··· Source excerpt ···

Route information
- Maintained by Malaysian Public Works Department
- Length: 3.2 km (2.0 mi)

Major junctions
- Northwest end: Perai
- Butterworth Outer Ring Road FT 1 Federal Route 1 Penang Bridge Jalan Kebun Nanas P176 State Route P176 P183 Jalan Estate
- Southeast end: Juru

Location
- Country: Malaysia
- Primary destinations: Perai Industrial Area

Highway system
- Highways in Malaysia; Expressways; Federal; State;

= Malaysia Federal Route 3112 =

Road in Malaysia

Jalan Perusahaan Perai, Federal Route 3112 (formerly Penang State Route P17), is a dual-carriageway federal road in Penang, Malaysia.

At most sections, the Federal Route 3112 was built under the JKR R5 road standard, allowing maximum speed limit of up to 90 km/h.

···

### Exercises to complete
#1 Rewrite the Federal Route 3112 page starting with "Road in Malaysia" and going on through "to 90 km/h.", putting "single-carriageway" in place of "dual-carriageway".
#2 Using the Federal Route 3112 page, answer these:
(a) How long is the route?
(b) What was the road's former designation?
(c) What maximum speed limit does the JKR R5 road standard allow on the road?
You do not need the records for anything here.

··· Material ···

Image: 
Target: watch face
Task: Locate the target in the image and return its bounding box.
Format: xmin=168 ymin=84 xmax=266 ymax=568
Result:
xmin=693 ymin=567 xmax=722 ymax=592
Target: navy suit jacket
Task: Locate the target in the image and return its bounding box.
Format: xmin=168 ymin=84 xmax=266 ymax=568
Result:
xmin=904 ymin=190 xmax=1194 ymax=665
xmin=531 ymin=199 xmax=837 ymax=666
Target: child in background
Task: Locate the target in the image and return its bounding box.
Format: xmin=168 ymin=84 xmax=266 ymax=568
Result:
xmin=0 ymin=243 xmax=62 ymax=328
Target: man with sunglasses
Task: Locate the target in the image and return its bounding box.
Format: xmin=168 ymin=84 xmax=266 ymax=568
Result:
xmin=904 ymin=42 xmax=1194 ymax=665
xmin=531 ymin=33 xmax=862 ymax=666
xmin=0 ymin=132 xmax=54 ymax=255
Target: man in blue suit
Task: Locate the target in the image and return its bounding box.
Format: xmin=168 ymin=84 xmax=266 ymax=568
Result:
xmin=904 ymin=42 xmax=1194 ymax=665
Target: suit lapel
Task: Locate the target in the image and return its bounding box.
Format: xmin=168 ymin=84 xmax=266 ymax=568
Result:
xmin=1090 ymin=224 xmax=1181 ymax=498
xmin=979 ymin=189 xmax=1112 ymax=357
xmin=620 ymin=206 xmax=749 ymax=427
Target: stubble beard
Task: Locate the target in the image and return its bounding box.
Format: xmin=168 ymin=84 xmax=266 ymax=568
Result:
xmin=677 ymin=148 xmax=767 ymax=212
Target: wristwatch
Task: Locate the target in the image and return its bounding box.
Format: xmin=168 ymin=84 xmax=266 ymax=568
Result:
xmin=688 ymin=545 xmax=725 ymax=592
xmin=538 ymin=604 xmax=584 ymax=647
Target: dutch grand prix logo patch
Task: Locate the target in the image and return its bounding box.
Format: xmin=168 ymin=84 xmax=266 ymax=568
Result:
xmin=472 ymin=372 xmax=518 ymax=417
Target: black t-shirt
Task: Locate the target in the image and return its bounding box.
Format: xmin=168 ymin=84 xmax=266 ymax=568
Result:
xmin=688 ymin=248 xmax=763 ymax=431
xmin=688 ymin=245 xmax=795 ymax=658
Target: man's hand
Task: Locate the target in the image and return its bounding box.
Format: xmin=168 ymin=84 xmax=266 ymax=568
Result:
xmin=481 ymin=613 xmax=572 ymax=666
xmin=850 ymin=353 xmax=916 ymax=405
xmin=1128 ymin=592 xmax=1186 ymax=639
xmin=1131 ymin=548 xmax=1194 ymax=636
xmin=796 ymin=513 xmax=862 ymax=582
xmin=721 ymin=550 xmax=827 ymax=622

···

### Solved problems
#1
Road in Malaysia

Jalan Perusahaan Perai, Federal Route 3112 (formerly Penang State Route P17), is a single-carriageway federal road in Penang, Malaysia.

At most sections, the Federal Route 3112 was built under the JKR R5 road standard, allowing maximum speed limit of up to 90 km/h.

#2
(a) 3.2 km (2.0 mi)
(b) Penang State Route P17
(c) Up to 90 km/h